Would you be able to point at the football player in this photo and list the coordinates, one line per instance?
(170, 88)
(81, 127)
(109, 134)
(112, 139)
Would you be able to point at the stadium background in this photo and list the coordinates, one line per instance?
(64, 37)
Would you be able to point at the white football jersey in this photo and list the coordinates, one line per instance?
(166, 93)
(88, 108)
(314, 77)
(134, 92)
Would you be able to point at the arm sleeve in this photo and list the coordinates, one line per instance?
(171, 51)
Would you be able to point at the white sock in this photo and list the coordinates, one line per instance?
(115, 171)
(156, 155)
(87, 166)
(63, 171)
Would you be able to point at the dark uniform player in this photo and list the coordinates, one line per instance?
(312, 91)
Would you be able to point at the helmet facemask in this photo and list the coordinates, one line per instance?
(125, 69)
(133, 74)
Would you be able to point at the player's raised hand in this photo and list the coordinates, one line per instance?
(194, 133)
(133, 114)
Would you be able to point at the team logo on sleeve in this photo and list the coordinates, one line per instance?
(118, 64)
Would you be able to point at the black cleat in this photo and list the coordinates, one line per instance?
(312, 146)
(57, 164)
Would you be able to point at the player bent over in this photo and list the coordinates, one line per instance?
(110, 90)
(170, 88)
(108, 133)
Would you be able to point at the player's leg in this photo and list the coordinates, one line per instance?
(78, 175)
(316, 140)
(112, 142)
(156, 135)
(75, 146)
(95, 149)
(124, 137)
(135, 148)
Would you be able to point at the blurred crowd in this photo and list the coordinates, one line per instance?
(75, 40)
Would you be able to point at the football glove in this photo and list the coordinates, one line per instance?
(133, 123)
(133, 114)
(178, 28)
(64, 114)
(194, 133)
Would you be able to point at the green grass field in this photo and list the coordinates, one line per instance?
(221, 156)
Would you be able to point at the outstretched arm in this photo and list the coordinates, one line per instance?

**DIRECTIONS**: Output every record above exactly as it appears.

**COMPLETE OUTPUT**:
Would you be able to point at the football player in this photo and list the coordinates, one line per instance?
(170, 88)
(81, 127)
(109, 134)
(112, 139)
Would you be able to point at the stadium background in this photo and list the coordinates, one line per instance?
(64, 37)
Would you be able to point at the white football jersey in this photo and list the coordinates, one line per instance?
(166, 93)
(88, 108)
(314, 77)
(134, 92)
Would you be able to point at the arm sleeve in this photo and list the coordinates, one line per instance?
(171, 51)
Would you be able to point at the white sock in this photo and list the coordinates, one line per instance?
(115, 171)
(156, 155)
(87, 166)
(63, 171)
Would you be able to point at the dark uniform player in this photo and list the coordinates, one line per instance?
(312, 91)
Would you be able to point at the helmet facemask in this photo and list the coordinates, one line per instance?
(125, 69)
(133, 74)
Would you be able to point at the player's raised hand in this photo and list the coordinates, one line per instance?
(194, 133)
(133, 114)
Would you be able to point at the team logo on sleeve in this photo and list the coordinates, one line per instance?
(118, 64)
Would you be able to point at the black cleat in this photo and list the coordinates, one line per instance?
(312, 146)
(57, 164)
Would you be able to point at the player bent over in this photo and list the coordinates, one line per instance?
(110, 90)
(170, 88)
(108, 133)
Would you be able to point at the player's leg in this photo and list the coordinates, one line per instance?
(78, 175)
(316, 140)
(112, 142)
(156, 135)
(75, 146)
(95, 149)
(124, 137)
(135, 148)
Would you be able to point at the blurred crowd in this photo and list the coordinates, one line per instance?
(75, 40)
Would you be able to point at the football glove in this photo and list the coordinates, one line per instance?
(133, 123)
(133, 114)
(178, 28)
(64, 114)
(194, 133)
Would you be able to point at the green grass field in this photo and list the coordinates, one line per instance?
(221, 156)
Would you be able to point at the outstretched arm in this photo and list the coordinates, one line per instance?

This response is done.